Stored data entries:
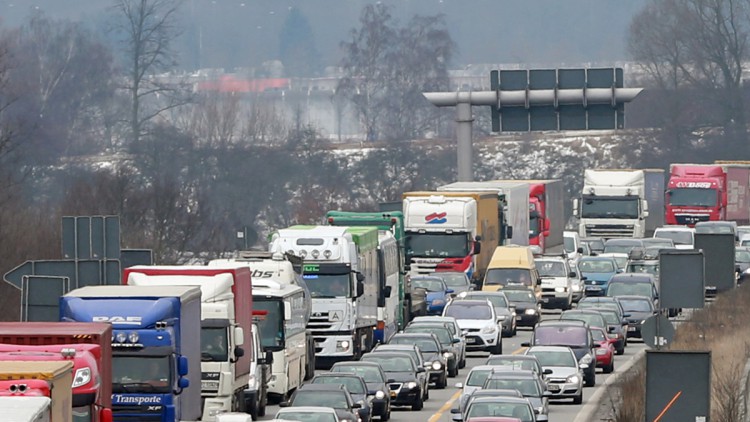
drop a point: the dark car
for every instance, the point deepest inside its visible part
(325, 395)
(402, 377)
(432, 353)
(574, 334)
(638, 308)
(528, 307)
(356, 387)
(376, 381)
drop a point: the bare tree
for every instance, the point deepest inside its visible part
(149, 28)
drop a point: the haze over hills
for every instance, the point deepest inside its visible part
(244, 33)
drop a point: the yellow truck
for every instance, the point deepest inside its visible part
(450, 231)
(512, 266)
(24, 383)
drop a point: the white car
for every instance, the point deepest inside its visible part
(481, 323)
(566, 379)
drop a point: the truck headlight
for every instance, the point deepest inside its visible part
(82, 377)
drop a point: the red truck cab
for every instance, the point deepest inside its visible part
(695, 192)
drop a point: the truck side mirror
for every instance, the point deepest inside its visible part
(182, 366)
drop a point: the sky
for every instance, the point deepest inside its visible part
(244, 33)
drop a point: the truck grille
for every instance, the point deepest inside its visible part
(609, 231)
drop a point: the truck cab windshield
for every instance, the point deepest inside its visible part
(214, 344)
(609, 207)
(437, 245)
(141, 374)
(693, 197)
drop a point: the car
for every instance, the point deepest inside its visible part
(404, 385)
(432, 353)
(528, 306)
(514, 407)
(325, 395)
(597, 270)
(458, 281)
(639, 308)
(452, 325)
(596, 244)
(449, 344)
(683, 237)
(437, 294)
(505, 311)
(413, 351)
(526, 382)
(356, 387)
(605, 353)
(566, 379)
(308, 413)
(622, 245)
(557, 281)
(376, 381)
(478, 318)
(574, 334)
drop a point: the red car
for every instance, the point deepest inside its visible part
(605, 353)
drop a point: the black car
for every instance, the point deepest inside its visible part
(376, 381)
(325, 395)
(638, 308)
(356, 387)
(528, 307)
(402, 377)
(574, 334)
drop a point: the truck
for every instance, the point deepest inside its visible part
(282, 310)
(226, 319)
(156, 347)
(341, 271)
(708, 192)
(87, 345)
(450, 231)
(620, 203)
(400, 304)
(20, 380)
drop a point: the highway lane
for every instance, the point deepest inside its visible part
(437, 408)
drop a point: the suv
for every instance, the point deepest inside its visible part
(574, 334)
(557, 281)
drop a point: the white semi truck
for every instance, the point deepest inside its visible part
(620, 203)
(341, 271)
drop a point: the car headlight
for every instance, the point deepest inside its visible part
(82, 377)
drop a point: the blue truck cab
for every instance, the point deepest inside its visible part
(155, 347)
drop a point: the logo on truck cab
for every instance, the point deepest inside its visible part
(436, 218)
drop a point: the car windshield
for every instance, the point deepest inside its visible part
(368, 373)
(527, 387)
(519, 296)
(551, 269)
(554, 358)
(679, 237)
(330, 398)
(636, 305)
(596, 266)
(431, 285)
(391, 363)
(520, 411)
(453, 279)
(353, 385)
(561, 336)
(630, 289)
(460, 310)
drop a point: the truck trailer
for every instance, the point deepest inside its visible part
(156, 347)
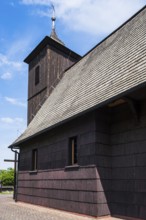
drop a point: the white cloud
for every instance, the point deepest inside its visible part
(4, 60)
(6, 76)
(91, 16)
(14, 101)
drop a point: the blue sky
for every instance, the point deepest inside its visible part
(81, 24)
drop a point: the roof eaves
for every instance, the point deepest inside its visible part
(102, 104)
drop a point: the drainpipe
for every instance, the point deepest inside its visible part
(16, 161)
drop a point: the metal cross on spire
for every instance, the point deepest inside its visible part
(53, 33)
(53, 18)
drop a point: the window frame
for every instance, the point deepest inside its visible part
(37, 75)
(73, 151)
(34, 159)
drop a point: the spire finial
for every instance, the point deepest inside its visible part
(53, 33)
(53, 18)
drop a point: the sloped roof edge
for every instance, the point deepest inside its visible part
(80, 114)
(126, 75)
(49, 41)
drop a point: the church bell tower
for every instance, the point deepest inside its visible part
(47, 64)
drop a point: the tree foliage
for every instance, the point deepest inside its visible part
(7, 177)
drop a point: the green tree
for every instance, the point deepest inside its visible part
(7, 177)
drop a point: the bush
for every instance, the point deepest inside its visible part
(7, 177)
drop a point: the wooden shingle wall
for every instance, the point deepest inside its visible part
(128, 140)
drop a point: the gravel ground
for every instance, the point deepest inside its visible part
(9, 210)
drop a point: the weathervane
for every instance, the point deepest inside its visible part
(53, 34)
(53, 17)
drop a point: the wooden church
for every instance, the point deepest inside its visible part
(84, 150)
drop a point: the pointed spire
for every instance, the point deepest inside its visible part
(53, 32)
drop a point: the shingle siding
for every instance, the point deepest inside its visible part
(113, 67)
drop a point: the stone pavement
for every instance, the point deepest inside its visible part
(9, 210)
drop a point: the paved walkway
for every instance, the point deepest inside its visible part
(9, 210)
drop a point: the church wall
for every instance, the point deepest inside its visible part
(74, 188)
(128, 140)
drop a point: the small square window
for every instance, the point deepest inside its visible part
(73, 151)
(37, 75)
(34, 159)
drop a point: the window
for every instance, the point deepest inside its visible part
(34, 159)
(37, 75)
(73, 151)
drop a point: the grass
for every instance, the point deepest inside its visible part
(6, 192)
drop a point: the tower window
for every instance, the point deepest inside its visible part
(34, 159)
(37, 75)
(73, 151)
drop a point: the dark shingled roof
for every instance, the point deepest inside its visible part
(114, 66)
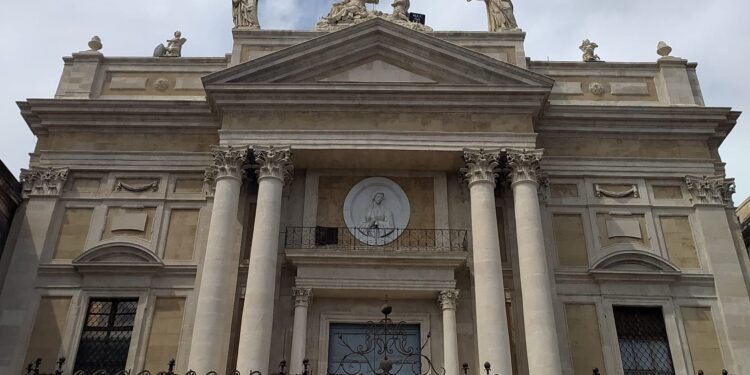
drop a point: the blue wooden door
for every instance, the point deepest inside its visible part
(355, 349)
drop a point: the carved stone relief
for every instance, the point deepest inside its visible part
(376, 211)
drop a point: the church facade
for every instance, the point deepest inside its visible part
(236, 212)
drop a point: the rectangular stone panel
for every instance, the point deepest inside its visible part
(49, 329)
(166, 330)
(584, 339)
(564, 190)
(73, 233)
(137, 222)
(183, 227)
(678, 237)
(667, 192)
(188, 185)
(570, 240)
(705, 351)
(86, 185)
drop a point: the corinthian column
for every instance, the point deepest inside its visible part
(302, 299)
(274, 168)
(448, 300)
(218, 280)
(492, 323)
(538, 307)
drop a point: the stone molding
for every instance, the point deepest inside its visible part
(273, 162)
(524, 165)
(711, 190)
(481, 165)
(448, 299)
(302, 296)
(43, 181)
(228, 162)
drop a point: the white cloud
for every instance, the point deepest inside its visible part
(36, 34)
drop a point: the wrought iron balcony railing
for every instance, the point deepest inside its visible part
(389, 239)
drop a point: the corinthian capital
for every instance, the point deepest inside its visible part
(524, 165)
(274, 162)
(711, 190)
(481, 165)
(228, 162)
(448, 299)
(302, 296)
(43, 181)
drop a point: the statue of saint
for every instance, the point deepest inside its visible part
(173, 47)
(500, 15)
(401, 10)
(245, 14)
(378, 221)
(589, 51)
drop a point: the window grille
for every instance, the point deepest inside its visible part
(644, 346)
(105, 340)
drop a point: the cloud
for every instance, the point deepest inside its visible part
(38, 33)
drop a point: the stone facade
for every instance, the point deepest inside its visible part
(543, 196)
(10, 198)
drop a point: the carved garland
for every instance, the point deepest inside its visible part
(43, 181)
(481, 165)
(711, 190)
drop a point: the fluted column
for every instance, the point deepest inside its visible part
(448, 301)
(493, 340)
(218, 280)
(538, 306)
(274, 168)
(302, 300)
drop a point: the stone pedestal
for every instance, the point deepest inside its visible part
(493, 339)
(302, 300)
(538, 307)
(448, 301)
(216, 292)
(274, 169)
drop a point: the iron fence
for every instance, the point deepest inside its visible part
(394, 239)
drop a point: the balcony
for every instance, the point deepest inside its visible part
(396, 240)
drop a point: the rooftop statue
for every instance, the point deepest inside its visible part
(245, 14)
(173, 48)
(500, 15)
(351, 12)
(589, 51)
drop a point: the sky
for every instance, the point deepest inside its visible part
(35, 35)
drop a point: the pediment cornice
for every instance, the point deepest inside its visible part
(450, 76)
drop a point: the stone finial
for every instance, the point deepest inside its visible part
(448, 299)
(481, 165)
(589, 51)
(43, 181)
(711, 190)
(663, 49)
(228, 162)
(302, 296)
(524, 165)
(95, 44)
(173, 47)
(274, 162)
(245, 14)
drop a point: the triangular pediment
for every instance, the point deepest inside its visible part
(378, 52)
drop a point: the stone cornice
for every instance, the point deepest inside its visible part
(273, 162)
(448, 299)
(43, 182)
(524, 165)
(44, 115)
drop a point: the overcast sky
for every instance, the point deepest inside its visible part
(34, 35)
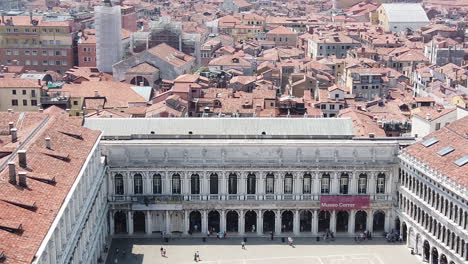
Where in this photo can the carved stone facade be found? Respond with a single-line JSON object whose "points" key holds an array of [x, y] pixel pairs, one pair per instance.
{"points": [[249, 187]]}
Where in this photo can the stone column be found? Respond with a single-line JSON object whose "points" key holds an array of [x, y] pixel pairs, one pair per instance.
{"points": [[333, 221], [241, 223], [168, 222], [259, 222], [130, 222], [222, 225], [186, 222], [370, 220], [112, 222], [351, 221], [315, 222], [204, 221], [129, 187], [278, 222], [167, 184], [296, 223], [387, 221], [149, 226], [335, 183]]}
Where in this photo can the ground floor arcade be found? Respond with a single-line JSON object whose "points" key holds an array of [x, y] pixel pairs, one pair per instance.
{"points": [[251, 222]]}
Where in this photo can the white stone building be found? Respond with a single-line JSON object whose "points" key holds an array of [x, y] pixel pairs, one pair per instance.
{"points": [[247, 177], [432, 196]]}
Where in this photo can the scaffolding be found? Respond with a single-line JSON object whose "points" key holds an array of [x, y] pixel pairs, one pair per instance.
{"points": [[108, 36], [170, 32]]}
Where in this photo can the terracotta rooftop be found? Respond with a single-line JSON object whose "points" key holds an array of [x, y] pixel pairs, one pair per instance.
{"points": [[454, 135], [44, 199]]}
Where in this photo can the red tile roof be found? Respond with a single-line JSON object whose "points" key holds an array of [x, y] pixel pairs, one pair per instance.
{"points": [[454, 135], [47, 198]]}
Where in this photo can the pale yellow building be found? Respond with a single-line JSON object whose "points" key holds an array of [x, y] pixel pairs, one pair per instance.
{"points": [[19, 95]]}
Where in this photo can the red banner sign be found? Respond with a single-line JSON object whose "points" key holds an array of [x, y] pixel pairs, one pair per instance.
{"points": [[344, 202]]}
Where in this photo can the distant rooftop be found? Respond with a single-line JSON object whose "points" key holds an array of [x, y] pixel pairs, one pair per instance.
{"points": [[225, 127]]}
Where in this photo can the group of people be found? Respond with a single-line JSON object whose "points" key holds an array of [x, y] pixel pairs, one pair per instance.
{"points": [[363, 236], [393, 236], [328, 235]]}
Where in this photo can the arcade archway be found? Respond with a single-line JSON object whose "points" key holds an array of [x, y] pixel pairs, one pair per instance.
{"points": [[250, 221], [287, 218]]}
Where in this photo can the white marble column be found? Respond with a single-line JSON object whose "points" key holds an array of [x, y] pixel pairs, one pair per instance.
{"points": [[168, 222], [333, 221], [204, 221], [222, 225], [370, 220], [335, 183], [278, 222], [315, 222], [130, 222], [259, 222], [296, 224], [387, 221], [149, 225], [241, 223], [112, 222], [186, 222], [351, 221]]}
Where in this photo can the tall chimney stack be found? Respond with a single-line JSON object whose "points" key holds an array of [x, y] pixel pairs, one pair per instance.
{"points": [[22, 158], [12, 172], [10, 126], [14, 134], [48, 144], [22, 178]]}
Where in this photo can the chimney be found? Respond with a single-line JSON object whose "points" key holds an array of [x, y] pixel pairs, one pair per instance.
{"points": [[22, 178], [12, 172], [48, 144], [22, 158], [14, 134]]}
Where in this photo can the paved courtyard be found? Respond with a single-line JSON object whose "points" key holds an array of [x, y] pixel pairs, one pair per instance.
{"points": [[260, 251]]}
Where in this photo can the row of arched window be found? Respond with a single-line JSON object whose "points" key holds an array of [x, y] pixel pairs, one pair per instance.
{"points": [[251, 184], [435, 199]]}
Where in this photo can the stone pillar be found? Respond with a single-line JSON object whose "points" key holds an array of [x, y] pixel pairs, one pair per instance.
{"points": [[387, 221], [370, 220], [296, 223], [149, 225], [168, 222], [130, 222], [315, 222], [241, 223], [334, 183], [112, 222], [259, 222], [333, 221], [278, 222], [204, 221], [351, 221], [129, 187], [222, 217], [186, 222]]}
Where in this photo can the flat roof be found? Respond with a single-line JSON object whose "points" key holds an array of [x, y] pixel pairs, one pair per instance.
{"points": [[224, 127]]}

WORK TASK. Find how many lines in the records contain the string "grille", then give the number alone.

SOLUTION TO THIS PROBLEM. 2